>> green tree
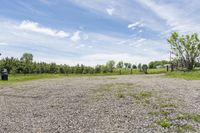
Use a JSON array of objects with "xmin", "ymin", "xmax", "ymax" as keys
[
  {"xmin": 100, "ymin": 65, "xmax": 108, "ymax": 73},
  {"xmin": 20, "ymin": 53, "xmax": 33, "ymax": 63},
  {"xmin": 142, "ymin": 64, "xmax": 148, "ymax": 74},
  {"xmin": 132, "ymin": 64, "xmax": 137, "ymax": 69},
  {"xmin": 116, "ymin": 61, "xmax": 123, "ymax": 68},
  {"xmin": 124, "ymin": 63, "xmax": 129, "ymax": 68},
  {"xmin": 149, "ymin": 60, "xmax": 169, "ymax": 69},
  {"xmin": 106, "ymin": 60, "xmax": 115, "ymax": 72},
  {"xmin": 127, "ymin": 63, "xmax": 132, "ymax": 68},
  {"xmin": 50, "ymin": 63, "xmax": 57, "ymax": 73},
  {"xmin": 167, "ymin": 32, "xmax": 200, "ymax": 70},
  {"xmin": 94, "ymin": 65, "xmax": 101, "ymax": 73},
  {"xmin": 20, "ymin": 53, "xmax": 33, "ymax": 74},
  {"xmin": 138, "ymin": 63, "xmax": 142, "ymax": 71}
]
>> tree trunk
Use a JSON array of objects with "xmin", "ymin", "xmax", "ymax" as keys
[{"xmin": 186, "ymin": 61, "xmax": 194, "ymax": 71}]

:::::

Print all records word for word, no images.

>> green tree
Use a JSON array of objects with "xmin", "ymin", "xmax", "ymax" as keys
[
  {"xmin": 100, "ymin": 65, "xmax": 108, "ymax": 73},
  {"xmin": 20, "ymin": 53, "xmax": 33, "ymax": 63},
  {"xmin": 142, "ymin": 64, "xmax": 148, "ymax": 74},
  {"xmin": 132, "ymin": 64, "xmax": 137, "ymax": 69},
  {"xmin": 116, "ymin": 61, "xmax": 123, "ymax": 68},
  {"xmin": 124, "ymin": 63, "xmax": 129, "ymax": 68},
  {"xmin": 149, "ymin": 60, "xmax": 169, "ymax": 69},
  {"xmin": 106, "ymin": 60, "xmax": 115, "ymax": 72},
  {"xmin": 127, "ymin": 63, "xmax": 132, "ymax": 68},
  {"xmin": 50, "ymin": 63, "xmax": 57, "ymax": 73},
  {"xmin": 167, "ymin": 32, "xmax": 200, "ymax": 70},
  {"xmin": 94, "ymin": 65, "xmax": 101, "ymax": 73},
  {"xmin": 20, "ymin": 53, "xmax": 33, "ymax": 74},
  {"xmin": 138, "ymin": 63, "xmax": 142, "ymax": 71}
]
>> tree trunk
Use a JSON array of objects with "xmin", "ymin", "xmax", "ymax" as keys
[{"xmin": 186, "ymin": 61, "xmax": 194, "ymax": 71}]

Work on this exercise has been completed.